## Extract:
---
= 1994 Omani general election =

General elections were held in Oman in 1994. They were the first elections in a Gulf Arab country in which women could both vote and stand as a candidate.

==Electoral system==
Following the country's first national census in 1993, the electoral system was modified slightly from that used for the 1991 elections in which each wilayah was represented by one member in the Consultative Assembly. The 20 wilayahs with a population of over 30,000 were granted an extra representative, increasing the number of elected members from 59 to 80.

Single seat wilayahs elected two candidates and two-seat wilayahs elected four, of which half were chosen by Fahd bin Mahmoud al Said and Sultan Qaboos to sit in the Consultative Assembly.

Although women had been able to vote in the 1991 elections, they had not been able to stand as candidates. However, the 1994 elections saw women able to stand in seats in the Muscat Governorate.
---
## Data records:

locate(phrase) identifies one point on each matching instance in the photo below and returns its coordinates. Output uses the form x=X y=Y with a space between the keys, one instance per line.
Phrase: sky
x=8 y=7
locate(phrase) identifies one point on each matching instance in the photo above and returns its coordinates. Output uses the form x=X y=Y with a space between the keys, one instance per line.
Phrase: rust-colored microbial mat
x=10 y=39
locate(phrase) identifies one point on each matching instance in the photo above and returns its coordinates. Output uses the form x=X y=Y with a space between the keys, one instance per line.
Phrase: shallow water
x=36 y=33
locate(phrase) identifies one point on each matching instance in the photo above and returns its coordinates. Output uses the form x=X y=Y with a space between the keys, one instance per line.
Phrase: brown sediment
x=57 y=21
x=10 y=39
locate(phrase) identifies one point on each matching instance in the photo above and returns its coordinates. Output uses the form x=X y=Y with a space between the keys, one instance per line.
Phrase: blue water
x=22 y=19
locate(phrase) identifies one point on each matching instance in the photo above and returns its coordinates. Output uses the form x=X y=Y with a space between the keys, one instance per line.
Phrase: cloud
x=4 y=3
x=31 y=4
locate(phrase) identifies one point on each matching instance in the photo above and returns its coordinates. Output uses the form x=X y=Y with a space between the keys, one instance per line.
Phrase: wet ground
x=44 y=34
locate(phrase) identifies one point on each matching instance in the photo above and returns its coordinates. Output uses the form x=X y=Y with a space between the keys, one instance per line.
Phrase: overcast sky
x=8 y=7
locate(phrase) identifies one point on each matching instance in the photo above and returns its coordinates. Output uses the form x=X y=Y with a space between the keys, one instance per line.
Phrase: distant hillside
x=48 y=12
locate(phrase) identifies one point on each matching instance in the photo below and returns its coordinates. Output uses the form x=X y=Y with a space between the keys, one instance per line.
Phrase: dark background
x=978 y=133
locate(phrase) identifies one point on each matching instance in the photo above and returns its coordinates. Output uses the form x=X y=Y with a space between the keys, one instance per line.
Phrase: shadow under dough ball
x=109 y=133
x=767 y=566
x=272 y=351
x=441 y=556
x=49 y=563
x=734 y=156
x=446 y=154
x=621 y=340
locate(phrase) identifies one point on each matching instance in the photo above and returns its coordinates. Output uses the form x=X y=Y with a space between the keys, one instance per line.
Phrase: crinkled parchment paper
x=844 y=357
---
Please reproduce the article about the 1994 Omani election in full, word for word. Rely only on the article about the 1994 Omani election.

= 1994 Omani general election =

General elections were held in Oman in 1994. They were the first elections in a Gulf Arab country in which women could both vote and stand as a candidate.

==Electoral system==
Following the country's first national census in 1993, the electoral system was modified slightly from that used for the 1991 elections in which each wilayah was represented by one member in the Consultative Assembly. The 20 wilayahs with a population of over 30,000 were granted an extra representative, increasing the number of elected members from 59 to 80.

Single seat wilayahs elected two candidates and two-seat wilayahs elected four, of which half were chosen by Fahd bin Mahmoud al Said and Sultan Qaboos to sit in the Consultative Assembly.

Although women had been able to vote in the 1991 elections, they had not been able to stand as candidates. However, the 1994 elections saw women able to stand in seats in the Muscat Governorate.